## Text
:::
In both cases, they spread the word. Greene finds herself a regular subject of national political discourse: a beacon of a Republican Party that has fallen off the rails entirely. It would be a easier to believe the party’s base is in an advanced state of decay if Greene hadn’t amassed so much power by pandering to it.

From outward appearances, it seems Greene has embraced her role in the laundromat. Yesteryear’s troll célèbre Milo Yiannopoulos has entered her orbit, appearing at events with her and receiving credit for inviting her to speak at a white nationalist conference earlier this year. Before his public exorcism from the punditry circuit, Yiannopoulos was a curiosity of the international political press. He is by definition a publicity whore, acting with a level of shamelessness your average troll can only aspire to. Greene could hardly have adopted this strategy more thoroughly if she’d hired Yiannopoulos as a consultant.

For some news and commentary operations, Greene has replaced Trump. Every day, she serves up a new brain-sludged course for digestion. Will we laugh today? Maybe we’ll be furious tomorrow! What we can be sure of, though, is that there will be plenty of eyeballs on Greene.
:::
## Records supplied
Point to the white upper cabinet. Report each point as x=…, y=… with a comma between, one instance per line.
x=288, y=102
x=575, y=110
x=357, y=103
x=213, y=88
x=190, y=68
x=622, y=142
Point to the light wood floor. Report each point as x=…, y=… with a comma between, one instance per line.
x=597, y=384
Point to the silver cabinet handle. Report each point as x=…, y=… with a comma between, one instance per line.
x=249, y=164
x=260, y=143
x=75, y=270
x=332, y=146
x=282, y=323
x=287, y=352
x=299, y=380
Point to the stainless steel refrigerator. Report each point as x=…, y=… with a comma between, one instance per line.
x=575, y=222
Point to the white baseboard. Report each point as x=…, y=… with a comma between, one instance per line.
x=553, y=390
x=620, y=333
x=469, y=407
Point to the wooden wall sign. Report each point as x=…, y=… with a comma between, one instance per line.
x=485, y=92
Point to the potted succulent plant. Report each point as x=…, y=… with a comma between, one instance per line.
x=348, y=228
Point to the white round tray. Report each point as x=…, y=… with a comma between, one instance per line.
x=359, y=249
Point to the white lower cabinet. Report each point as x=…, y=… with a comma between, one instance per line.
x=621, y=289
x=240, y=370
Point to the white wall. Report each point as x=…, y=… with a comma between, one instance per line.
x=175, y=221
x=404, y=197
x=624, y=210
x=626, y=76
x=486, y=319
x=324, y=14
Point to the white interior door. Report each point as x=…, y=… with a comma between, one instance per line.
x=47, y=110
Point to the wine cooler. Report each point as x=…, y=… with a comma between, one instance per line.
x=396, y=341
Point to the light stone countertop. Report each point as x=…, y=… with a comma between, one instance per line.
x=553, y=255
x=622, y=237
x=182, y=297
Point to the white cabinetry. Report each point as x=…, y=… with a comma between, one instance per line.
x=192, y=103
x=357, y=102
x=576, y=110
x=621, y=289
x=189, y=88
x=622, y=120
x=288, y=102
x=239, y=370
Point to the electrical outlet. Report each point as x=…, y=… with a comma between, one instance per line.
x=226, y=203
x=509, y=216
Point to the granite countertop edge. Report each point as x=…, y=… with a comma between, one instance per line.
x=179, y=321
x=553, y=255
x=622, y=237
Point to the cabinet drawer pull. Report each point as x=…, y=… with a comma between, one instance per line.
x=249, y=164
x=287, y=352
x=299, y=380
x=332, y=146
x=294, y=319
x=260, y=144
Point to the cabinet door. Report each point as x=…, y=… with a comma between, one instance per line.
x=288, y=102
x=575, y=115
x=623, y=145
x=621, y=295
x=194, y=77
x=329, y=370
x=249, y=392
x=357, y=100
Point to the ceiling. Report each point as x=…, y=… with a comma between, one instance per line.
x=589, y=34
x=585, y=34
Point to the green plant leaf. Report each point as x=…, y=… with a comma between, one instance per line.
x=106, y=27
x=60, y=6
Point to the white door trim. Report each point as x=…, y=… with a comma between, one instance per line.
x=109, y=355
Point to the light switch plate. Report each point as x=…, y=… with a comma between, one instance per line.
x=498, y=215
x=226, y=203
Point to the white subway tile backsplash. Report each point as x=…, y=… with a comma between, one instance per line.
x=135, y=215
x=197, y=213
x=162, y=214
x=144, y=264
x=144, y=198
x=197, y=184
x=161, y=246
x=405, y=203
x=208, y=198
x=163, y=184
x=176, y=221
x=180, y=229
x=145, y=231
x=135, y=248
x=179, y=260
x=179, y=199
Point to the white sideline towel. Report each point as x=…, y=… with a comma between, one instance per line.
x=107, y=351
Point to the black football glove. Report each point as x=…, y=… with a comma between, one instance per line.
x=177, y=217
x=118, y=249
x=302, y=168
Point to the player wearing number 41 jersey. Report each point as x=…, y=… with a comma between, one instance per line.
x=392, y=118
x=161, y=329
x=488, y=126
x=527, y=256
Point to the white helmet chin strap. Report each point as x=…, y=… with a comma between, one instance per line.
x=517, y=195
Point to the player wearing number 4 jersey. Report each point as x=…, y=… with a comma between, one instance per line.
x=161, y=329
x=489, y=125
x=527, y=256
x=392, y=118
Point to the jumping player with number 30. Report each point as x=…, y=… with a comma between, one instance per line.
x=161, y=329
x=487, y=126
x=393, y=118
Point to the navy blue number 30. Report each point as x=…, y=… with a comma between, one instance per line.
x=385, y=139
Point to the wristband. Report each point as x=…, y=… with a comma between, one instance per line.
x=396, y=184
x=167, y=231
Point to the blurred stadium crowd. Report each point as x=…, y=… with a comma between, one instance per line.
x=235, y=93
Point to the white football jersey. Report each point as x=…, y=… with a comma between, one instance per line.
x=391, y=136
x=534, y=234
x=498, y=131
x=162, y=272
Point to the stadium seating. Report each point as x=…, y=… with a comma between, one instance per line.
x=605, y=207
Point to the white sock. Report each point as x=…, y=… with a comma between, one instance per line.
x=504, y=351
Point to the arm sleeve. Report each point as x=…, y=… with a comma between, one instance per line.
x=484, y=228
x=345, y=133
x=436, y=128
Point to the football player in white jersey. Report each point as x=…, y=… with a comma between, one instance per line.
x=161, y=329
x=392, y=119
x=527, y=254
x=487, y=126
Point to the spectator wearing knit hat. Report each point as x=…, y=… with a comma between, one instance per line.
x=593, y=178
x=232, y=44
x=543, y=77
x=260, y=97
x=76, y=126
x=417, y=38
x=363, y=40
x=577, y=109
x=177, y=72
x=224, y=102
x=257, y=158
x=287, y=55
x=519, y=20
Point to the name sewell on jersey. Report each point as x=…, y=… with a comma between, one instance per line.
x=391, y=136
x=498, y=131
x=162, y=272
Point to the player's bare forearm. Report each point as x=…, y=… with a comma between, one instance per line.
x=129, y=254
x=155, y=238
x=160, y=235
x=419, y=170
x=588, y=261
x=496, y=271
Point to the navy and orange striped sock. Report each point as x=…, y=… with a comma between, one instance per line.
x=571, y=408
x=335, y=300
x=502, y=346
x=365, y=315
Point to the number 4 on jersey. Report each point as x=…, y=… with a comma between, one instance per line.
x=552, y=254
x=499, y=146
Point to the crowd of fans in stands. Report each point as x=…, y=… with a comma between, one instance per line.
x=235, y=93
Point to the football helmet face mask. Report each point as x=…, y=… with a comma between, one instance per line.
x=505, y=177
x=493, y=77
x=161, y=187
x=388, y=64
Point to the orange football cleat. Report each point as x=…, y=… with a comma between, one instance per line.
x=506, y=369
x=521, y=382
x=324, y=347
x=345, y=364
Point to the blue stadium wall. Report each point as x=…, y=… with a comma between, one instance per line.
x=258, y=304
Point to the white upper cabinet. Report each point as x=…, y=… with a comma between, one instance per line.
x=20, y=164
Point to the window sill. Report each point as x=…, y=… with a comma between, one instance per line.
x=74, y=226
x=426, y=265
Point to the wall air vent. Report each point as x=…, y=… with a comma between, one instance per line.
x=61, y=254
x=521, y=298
:::
## What you will do
- 1) Can you output the passage of the Greene commentary starting with "For some news" and going on through "eyeballs on Greene."?
- 2) Answer these about the Greene commentary:
(a) What does the commentary call Greene a beacon of?
(b) Who has entered Greene's orbit?
(c) For some news and commentary operations, whom has Greene replaced?

## Correct answers
- 1)
For some news and commentary operations, Greene has replaced Trump. Every day, she serves up a new brain-sludged course for digestion. Will we laugh today? Maybe we’ll be furious tomorrow! What we can be sure of, though, is that there will be plenty of eyeballs on Greene.

- 2)
(a) A Republican Party that has fallen off the rails entirely
(b) Milo Yiannopoulos
(c) Trump